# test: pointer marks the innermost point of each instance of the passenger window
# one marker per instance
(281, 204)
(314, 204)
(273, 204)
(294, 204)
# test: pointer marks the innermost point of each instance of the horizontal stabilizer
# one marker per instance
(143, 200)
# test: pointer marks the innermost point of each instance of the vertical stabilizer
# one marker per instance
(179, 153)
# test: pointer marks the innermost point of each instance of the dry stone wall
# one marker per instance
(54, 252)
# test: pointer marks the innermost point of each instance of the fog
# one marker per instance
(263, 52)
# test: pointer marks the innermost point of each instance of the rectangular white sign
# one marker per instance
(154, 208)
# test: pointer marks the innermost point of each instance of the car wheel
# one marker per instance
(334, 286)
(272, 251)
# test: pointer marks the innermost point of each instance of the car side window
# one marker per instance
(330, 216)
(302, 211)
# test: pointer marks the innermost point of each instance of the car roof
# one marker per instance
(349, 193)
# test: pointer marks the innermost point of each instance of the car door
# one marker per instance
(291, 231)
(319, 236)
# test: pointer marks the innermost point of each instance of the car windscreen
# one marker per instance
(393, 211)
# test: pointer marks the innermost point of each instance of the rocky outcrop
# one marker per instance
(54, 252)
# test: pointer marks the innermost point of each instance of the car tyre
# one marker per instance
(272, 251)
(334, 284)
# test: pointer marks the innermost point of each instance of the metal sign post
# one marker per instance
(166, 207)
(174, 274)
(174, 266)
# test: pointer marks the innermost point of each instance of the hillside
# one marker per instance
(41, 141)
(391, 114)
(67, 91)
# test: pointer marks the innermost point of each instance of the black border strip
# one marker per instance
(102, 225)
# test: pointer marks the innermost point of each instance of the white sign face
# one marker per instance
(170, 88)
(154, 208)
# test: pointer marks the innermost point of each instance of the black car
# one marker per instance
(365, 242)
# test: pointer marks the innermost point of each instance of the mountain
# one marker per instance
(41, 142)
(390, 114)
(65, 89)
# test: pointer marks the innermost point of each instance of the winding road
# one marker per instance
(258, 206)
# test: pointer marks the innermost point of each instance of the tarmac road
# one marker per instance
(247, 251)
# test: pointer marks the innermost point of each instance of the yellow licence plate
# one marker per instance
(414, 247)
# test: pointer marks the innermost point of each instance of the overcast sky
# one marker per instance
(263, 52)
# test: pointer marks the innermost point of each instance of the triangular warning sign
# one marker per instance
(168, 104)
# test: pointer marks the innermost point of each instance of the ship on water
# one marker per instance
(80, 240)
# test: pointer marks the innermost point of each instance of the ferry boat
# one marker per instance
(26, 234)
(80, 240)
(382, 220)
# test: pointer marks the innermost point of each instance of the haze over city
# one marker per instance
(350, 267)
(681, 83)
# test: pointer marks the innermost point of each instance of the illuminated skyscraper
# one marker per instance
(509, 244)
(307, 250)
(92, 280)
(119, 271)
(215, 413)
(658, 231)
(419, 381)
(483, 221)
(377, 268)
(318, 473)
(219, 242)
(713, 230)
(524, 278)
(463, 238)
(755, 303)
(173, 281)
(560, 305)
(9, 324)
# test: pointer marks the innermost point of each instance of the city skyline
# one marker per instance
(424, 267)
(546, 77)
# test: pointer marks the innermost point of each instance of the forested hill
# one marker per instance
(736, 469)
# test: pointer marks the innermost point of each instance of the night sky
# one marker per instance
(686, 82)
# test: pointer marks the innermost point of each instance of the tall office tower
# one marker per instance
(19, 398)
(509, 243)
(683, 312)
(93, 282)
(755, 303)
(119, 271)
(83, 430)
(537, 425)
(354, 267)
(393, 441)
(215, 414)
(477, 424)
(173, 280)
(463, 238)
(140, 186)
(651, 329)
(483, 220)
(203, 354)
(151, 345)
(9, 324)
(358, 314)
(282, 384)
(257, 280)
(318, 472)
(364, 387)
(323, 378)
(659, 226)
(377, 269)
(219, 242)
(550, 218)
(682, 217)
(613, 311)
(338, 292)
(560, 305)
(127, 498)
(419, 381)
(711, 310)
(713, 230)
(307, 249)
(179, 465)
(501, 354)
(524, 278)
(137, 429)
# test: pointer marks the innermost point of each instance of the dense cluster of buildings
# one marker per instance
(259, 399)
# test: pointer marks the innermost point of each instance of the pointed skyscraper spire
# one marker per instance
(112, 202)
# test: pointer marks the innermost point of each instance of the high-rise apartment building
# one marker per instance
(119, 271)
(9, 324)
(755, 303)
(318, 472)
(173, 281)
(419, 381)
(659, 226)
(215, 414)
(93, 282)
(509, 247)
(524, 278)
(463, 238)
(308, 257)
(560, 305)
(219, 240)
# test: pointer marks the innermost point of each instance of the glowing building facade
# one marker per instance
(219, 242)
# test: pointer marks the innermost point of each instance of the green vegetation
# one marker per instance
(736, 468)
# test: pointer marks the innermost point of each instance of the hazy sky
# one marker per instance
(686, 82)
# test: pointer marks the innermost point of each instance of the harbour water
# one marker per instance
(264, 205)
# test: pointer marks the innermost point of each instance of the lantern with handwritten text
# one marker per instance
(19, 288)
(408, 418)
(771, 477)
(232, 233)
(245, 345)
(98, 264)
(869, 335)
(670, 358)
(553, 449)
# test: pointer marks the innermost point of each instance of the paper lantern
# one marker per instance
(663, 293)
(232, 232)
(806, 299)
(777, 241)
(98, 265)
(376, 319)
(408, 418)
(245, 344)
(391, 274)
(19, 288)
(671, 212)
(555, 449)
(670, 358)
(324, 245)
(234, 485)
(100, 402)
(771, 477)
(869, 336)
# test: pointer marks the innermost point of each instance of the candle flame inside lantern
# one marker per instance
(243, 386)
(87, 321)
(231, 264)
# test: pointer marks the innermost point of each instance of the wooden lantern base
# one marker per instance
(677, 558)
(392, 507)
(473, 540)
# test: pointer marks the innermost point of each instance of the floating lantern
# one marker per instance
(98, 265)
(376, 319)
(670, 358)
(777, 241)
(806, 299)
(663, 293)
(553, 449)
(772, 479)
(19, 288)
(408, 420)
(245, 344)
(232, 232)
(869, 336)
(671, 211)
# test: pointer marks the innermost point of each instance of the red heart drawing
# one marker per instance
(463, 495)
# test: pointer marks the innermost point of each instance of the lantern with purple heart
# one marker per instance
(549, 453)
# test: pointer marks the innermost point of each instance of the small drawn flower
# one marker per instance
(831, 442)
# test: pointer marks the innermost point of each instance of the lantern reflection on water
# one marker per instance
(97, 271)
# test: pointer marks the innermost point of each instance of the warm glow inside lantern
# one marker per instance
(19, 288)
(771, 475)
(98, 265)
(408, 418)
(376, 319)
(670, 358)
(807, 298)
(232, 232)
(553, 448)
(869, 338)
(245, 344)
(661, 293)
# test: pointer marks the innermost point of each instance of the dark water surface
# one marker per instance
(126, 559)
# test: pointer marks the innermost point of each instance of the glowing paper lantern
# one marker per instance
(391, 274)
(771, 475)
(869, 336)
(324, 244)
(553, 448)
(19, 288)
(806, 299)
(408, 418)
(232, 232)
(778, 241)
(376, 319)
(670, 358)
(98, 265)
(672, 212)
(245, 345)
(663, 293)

== SET PROBLEM ==
Faithfully transcribe the whole of the data.

== EXERCISE OUTPUT ==
# test: pointer marks the innermost point of each instance of the passenger window
# one marker per instance
(281, 204)
(314, 204)
(273, 204)
(294, 204)
# test: pointer marks the innermost point of each instance of the horizontal stabilizer
# one marker per instance
(143, 200)
# test: pointer marks the innermost point of each instance of the vertical stabilizer
# one marker per instance
(179, 153)
# test: pointer marks the innermost point of each instance of the dry stone wall
# one marker per instance
(54, 252)
# test: pointer marks the innermost point of each instance of the fog
# one marker per instance
(263, 52)
# test: pointer marks the innermost point of each instance of the rectangular white sign
# one marker per instance
(154, 208)
# test: pointer marks the innermost point of each instance of the car wheel
# one marker per instance
(334, 286)
(272, 251)
# test: pointer marks the innermost point of each instance of the car side window
# one marker per instance
(330, 216)
(302, 211)
# test: pointer marks the innermost point of each instance of the car roof
# one marker per instance
(349, 193)
# test: pointer marks the innermost point of each instance of the car door
# one marker per instance
(291, 231)
(319, 236)
# test: pointer marks the innermost point of each instance of the car windscreen
# one marker per instance
(393, 211)
# test: pointer marks the innermost point of each instance of the rocky outcrop
# one marker per instance
(54, 252)
# test: pointer marks the innermost point of each instance of the car tyre
# one marker per instance
(272, 251)
(334, 284)
# test: pointer marks the innermost point of each instance of the metal sign post
# one marker per instance
(166, 207)
(174, 274)
(174, 266)
# test: pointer marks the innermost point of each instance of the hillside
# one marker per instance
(41, 141)
(391, 114)
(67, 91)
# test: pointer marks the innermost point of each instance of the black border strip
# one marker per instance
(102, 225)
# test: pointer marks the innermost point of each instance of the white sign face
# one marker per instance
(170, 88)
(154, 208)
# test: pointer marks the innermost point of each instance of the black car
# one marker per instance
(365, 242)
# test: pointer marks the innermost point of each instance of the mountain
# one marker per instance
(41, 142)
(390, 114)
(65, 89)
# test: pointer marks the innermost point of each instance of the winding road
# one marker per instance
(258, 206)
# test: pointer marks the innermost point of each instance of the tarmac road
# one marker per instance
(247, 251)
# test: pointer marks the innermost point of each instance of the yellow licence plate
# one marker per instance
(414, 247)
# test: pointer marks the innermost point of each instance of the overcast sky
# one marker per instance
(263, 52)
# test: pointer marks the innermost point of each instance of the triangular warning sign
# one marker per instance
(168, 104)
# test: pointer marks the innermost point of each instance of the ship on water
# one marker per instance
(80, 240)
# test: pointer marks the innermost point of each instance of the ferry boat
# one marker per instance
(26, 234)
(80, 240)
(382, 220)
# test: pointer marks the innermost point of each instance of the haze over city
# one marker per instance
(350, 267)
(681, 83)
# test: pointer marks the innermost point of each instance of the illuminated skyscraper
# one marker per instance
(509, 244)
(307, 250)
(92, 280)
(119, 271)
(215, 413)
(658, 231)
(419, 381)
(483, 221)
(377, 268)
(318, 473)
(219, 242)
(713, 230)
(524, 278)
(463, 238)
(755, 303)
(173, 281)
(560, 305)
(9, 324)
# test: pointer marks the innermost point of each instance of the city skyline
# one marker per instance
(424, 267)
(546, 77)
# test: pointer marks the innermost point of each instance of the forested hill
# one marker per instance
(736, 469)
# test: pointer marks the innermost point of each instance of the night sky
# one marker per instance
(686, 82)
# test: pointer marks the innermost point of each instance of the tall office tower
# one marker per instance
(19, 398)
(509, 243)
(683, 312)
(93, 282)
(755, 303)
(119, 271)
(83, 430)
(537, 425)
(354, 267)
(393, 441)
(215, 414)
(477, 424)
(173, 280)
(463, 238)
(140, 186)
(651, 329)
(483, 220)
(203, 354)
(151, 345)
(9, 324)
(358, 314)
(282, 384)
(257, 280)
(318, 472)
(364, 387)
(323, 378)
(659, 226)
(377, 269)
(219, 242)
(550, 218)
(682, 217)
(613, 311)
(338, 292)
(560, 305)
(127, 498)
(419, 381)
(711, 310)
(713, 230)
(307, 249)
(179, 465)
(501, 354)
(524, 278)
(137, 429)
# test: pointer marks the innermost point of each instance of the dense cluster of buildings
# one marker per instance
(259, 399)
# test: pointer marks the innermost point of each instance of the pointed skyscraper spire
# one marker per instance
(112, 202)
# test: pointer marks the innermost point of each instance of the high-rise apartment building
# one marker per instance
(119, 271)
(9, 324)
(755, 303)
(318, 472)
(173, 281)
(419, 381)
(659, 226)
(215, 414)
(93, 282)
(509, 247)
(524, 278)
(463, 238)
(308, 257)
(560, 305)
(219, 240)
# test: pointer marks the innermost point of each instance of the glowing building facade
# one marker per instance
(219, 242)
# test: pointer marks the innermost point of each instance of the green vegetation
# one marker per instance
(736, 468)
# test: pointer marks the innermost point of each instance of the hazy sky
# one marker per instance
(686, 82)
# test: pointer marks the innermost point of each instance of the harbour water
# one marker per instance
(264, 205)
# test: pointer marks the innermost point of each instance of the lantern with handwritten text
# one marker per instance
(19, 288)
(408, 418)
(771, 477)
(232, 233)
(245, 345)
(98, 264)
(869, 335)
(670, 358)
(553, 449)
# test: pointer marks the innermost point of each instance of the paper lantern
# one marker per instance
(663, 293)
(232, 232)
(806, 299)
(777, 241)
(98, 265)
(376, 319)
(408, 418)
(245, 344)
(391, 274)
(19, 288)
(671, 212)
(555, 449)
(670, 358)
(324, 245)
(234, 485)
(100, 402)
(771, 477)
(869, 336)
# test: pointer marks the innermost point of each instance of the candle flame inside lantern
# one marker per instance
(243, 386)
(87, 321)
(231, 264)
# test: pointer marks the innermost point of each instance of the wooden lantern base
# one marker per instance
(677, 558)
(392, 507)
(473, 540)
# test: pointer marks the innermost point of each instance of the floating lantern
# one marker per instance
(98, 265)
(376, 319)
(670, 358)
(777, 241)
(806, 299)
(663, 293)
(553, 449)
(772, 479)
(19, 288)
(408, 420)
(245, 344)
(232, 232)
(869, 336)
(671, 211)
# test: pointer marks the innermost point of each instance of the red heart drawing
# one marker per instance
(463, 495)
# test: pointer marks the innermost point of each instance of the lantern with purple heart
# one marker per instance
(549, 453)
# test: pointer marks the innermost point of each instance of the small drawn flower
# one marker per instance
(831, 442)
# test: pointer marks the innermost point of each instance of the lantern reflection on water
# one marker per instance
(97, 271)
# test: pointer marks the innermost point of each instance of the warm glow inside lantern
# one marker per instance
(19, 288)
(771, 475)
(98, 265)
(408, 418)
(376, 319)
(670, 358)
(807, 298)
(232, 232)
(553, 448)
(869, 338)
(245, 344)
(661, 293)
# test: pointer marks the innermost point of each instance of the dark water surface
# one marker per instance
(126, 559)
# test: pointer marks the innermost point of each instance of the glowing paper lantern
# one marker per instance
(391, 274)
(771, 475)
(869, 336)
(324, 244)
(553, 448)
(19, 288)
(806, 299)
(408, 418)
(232, 232)
(778, 241)
(376, 319)
(670, 358)
(98, 265)
(672, 212)
(245, 345)
(663, 293)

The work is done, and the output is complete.